━━━━━ PAGE ━━━━━
So if you want the very best you have to pay through the nose for it. If you can wait then wait - perhaps it'll have big price drops once Japan/Thailand recovers and early adopters like me have theirs. I'm guessing it'll be $1200 in 6 months but hopefully it'll drop more.


----------



## goodmane (Nov 22, 2011)

I've owned the Sigma, and loved using it on a crop body for wide portraits without weired rectilinear faces. So I wouldn't go with the f4 zoom. 

But the Canon version was nicer aesthetically to the Sigma in my opinion. If you hold one, and see that massive glass on the front, you will be in love! But for me, I couldn't afford the Â£500 price tag (and that was years ago), so I went with the Sigma. 

The Canon would definitely be in my lens bag, were money no object. I imagine the collector's price will shoot up now!


----------



## Canon 14-24 (Nov 22, 2011)

epsiloneri said:


> Probably low-light people. From where I'm coming (astrophotography, northern lights photography), the two-stop difference in aperture is critical. The EF 8-15/4L FE may be a good lens, but it doesn't replace the EF 15/2.8 FE. Therefore it will be missed.



As Epsiloneri pointed out, the folks that are upset with the f/4 fisheye are not primarily because of the DOF, it's because of the inability to use the lens for low light situations such as astrophotography and the ability in low light situations to use a lower iso for noise levels suitable to their tastes.
━━━━━ INFORMATION GIVEN ━━━━━
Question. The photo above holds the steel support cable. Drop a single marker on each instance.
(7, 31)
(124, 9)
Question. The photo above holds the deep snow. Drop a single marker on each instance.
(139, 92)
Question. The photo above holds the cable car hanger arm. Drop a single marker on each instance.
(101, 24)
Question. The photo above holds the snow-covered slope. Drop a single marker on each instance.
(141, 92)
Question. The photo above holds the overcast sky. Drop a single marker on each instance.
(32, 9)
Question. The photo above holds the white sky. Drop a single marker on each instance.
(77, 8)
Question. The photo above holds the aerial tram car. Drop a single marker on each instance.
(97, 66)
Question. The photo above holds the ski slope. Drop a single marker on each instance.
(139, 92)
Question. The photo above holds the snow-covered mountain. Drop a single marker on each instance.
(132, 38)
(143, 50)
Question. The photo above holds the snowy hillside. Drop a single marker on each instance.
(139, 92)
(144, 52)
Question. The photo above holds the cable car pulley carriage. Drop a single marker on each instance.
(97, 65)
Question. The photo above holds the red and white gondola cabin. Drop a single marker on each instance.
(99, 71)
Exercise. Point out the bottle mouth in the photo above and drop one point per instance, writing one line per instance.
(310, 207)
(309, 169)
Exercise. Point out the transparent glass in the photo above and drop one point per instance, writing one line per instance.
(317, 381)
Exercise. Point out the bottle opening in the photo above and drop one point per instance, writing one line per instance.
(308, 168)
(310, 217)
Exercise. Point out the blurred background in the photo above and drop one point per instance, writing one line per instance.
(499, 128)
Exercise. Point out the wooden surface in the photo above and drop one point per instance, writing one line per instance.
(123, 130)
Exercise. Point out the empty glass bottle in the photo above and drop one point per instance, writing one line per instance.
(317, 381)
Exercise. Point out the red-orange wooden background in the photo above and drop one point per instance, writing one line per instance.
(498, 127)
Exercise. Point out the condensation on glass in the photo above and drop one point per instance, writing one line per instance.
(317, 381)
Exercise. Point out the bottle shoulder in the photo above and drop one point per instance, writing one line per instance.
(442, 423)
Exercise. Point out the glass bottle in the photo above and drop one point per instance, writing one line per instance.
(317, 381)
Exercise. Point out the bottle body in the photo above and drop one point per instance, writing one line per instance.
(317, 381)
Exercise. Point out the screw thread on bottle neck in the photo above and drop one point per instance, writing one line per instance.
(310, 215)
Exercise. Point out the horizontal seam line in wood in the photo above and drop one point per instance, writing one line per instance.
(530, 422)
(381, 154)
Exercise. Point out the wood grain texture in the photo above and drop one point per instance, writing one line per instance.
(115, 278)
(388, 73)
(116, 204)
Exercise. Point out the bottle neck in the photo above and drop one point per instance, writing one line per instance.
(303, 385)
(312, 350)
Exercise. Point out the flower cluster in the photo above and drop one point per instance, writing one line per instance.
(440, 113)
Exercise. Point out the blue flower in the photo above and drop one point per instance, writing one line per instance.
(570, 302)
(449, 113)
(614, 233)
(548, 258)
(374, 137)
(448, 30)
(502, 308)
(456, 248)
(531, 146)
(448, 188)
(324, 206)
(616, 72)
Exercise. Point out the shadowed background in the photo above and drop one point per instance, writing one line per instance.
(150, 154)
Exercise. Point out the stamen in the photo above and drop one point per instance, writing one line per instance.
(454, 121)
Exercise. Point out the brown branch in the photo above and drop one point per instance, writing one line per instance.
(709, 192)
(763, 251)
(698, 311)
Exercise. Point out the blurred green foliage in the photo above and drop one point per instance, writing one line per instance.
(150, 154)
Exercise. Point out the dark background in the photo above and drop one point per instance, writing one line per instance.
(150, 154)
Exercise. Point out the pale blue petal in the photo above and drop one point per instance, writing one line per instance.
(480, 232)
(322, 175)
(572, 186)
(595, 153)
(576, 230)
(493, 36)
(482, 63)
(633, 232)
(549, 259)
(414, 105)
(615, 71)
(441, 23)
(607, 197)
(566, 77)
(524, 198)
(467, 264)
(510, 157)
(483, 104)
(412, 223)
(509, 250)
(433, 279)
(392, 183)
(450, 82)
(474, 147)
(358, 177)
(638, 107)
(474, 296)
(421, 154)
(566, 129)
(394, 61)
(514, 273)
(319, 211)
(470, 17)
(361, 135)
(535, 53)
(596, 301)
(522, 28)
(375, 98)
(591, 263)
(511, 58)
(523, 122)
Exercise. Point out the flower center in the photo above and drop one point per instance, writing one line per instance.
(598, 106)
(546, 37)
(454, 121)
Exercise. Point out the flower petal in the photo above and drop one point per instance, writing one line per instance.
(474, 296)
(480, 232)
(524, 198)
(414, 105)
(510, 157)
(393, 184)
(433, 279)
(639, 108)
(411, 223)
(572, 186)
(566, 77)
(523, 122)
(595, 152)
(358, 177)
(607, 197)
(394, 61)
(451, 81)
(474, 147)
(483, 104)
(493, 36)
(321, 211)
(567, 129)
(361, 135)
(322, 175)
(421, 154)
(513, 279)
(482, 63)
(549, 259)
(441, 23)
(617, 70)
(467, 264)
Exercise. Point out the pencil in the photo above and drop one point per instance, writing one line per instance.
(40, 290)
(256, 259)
━━━━━
DIRECTIONS FOR THIS TASK. Resume the forum thread about Canon fisheye lenses, picking up right after its last sentence.

RESPONSE BELOW.
Having used the 2.8 fisheye I will admit there were times I shot indoors and had to shoot at 2.8 to keep the iso around 800-3200 at hand holdable shutter speeds on my 5d2. Also it is to my understanding astrophotography or to prevent the stars from streaking, it sometimes requires a 30-45 second exposure, so regardless sometimes people will have to be shooting at iso 6400 at 2.8 to get within that range. I am sure as future camera models pop out the higher iso will provide suitable noise levels to various photographer tastes, though currently those models are either not released or out of price range to some.

Also the lens cap issue may sound miniscule to some, but it can become an annoyance. The old 15 2.8 was super loose and i had to use a lenshoodie (best option I've found) to solve the cap from slipping all the time. From reviews it appears the new fisheye has a similar annoying case. I also read about a lot of similar annoyances with the 14-24 nikon lens cap. I just have my hopes that if Canon does release a lens with a protruding or bubble like frontal element that they can get the cap done right like a twist/lock with threading on the 17mm tse.


----------



## niccyboy (Nov 22, 2011)

I have the 8-15 and i love it, i'm just so scared i'll scratch it as the lens cap doesn't fit and close brilliantly, it can be bumped off and of course due to the shaped glass you can't put a UV filter on to protect from scratches.

However if i wasn't so clumsy i'd always have it attached to a body, it makes life easy having a fisheye i can use on my FF and my crops.


----------



## J. McCabe (Nov 22, 2011)

The fisheyes I know are either diagonal and f/2.8 or circular and f/3.5-4

Is it because it's hard to make a fisheye with wider aperture, or because (at least in manufacturers' perception) no market for faster fisheyes?


----------



## epsiloneri (Nov 22, 2011)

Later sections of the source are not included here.